Exercise goal
Filter the data for lines with the word "every" and copy those lines.

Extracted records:
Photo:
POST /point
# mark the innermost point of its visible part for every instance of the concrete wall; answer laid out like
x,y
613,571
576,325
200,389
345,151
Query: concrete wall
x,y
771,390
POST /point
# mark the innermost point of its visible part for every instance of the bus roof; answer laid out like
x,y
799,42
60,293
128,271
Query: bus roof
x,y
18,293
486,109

...

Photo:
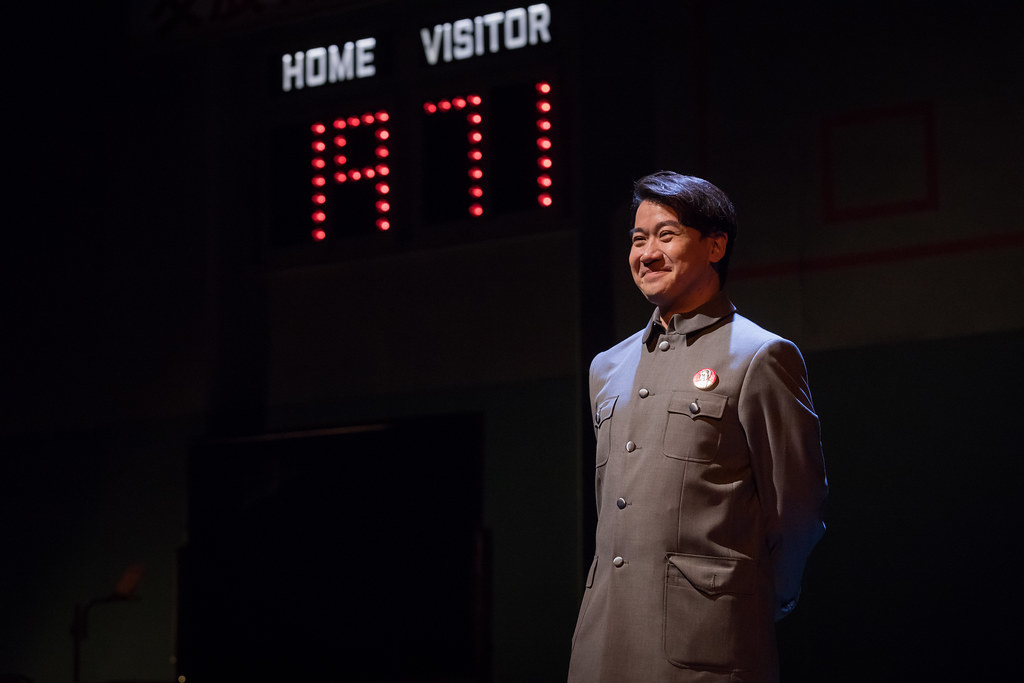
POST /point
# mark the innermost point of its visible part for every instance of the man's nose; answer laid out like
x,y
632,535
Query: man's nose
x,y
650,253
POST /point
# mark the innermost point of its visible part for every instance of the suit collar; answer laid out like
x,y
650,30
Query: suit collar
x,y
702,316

Completed task
# mark the innermost point of its visible part for every instance of the concrete wall; answer laid out like
# mark the innermost point of its visible part for every instance of the bus roof; answer laid out like
# mark the innermost point of its visible part for every instance of the man's nose; answer laid out like
# mark the innermost point of its visible part for every instance of the suit collar; answer laid out like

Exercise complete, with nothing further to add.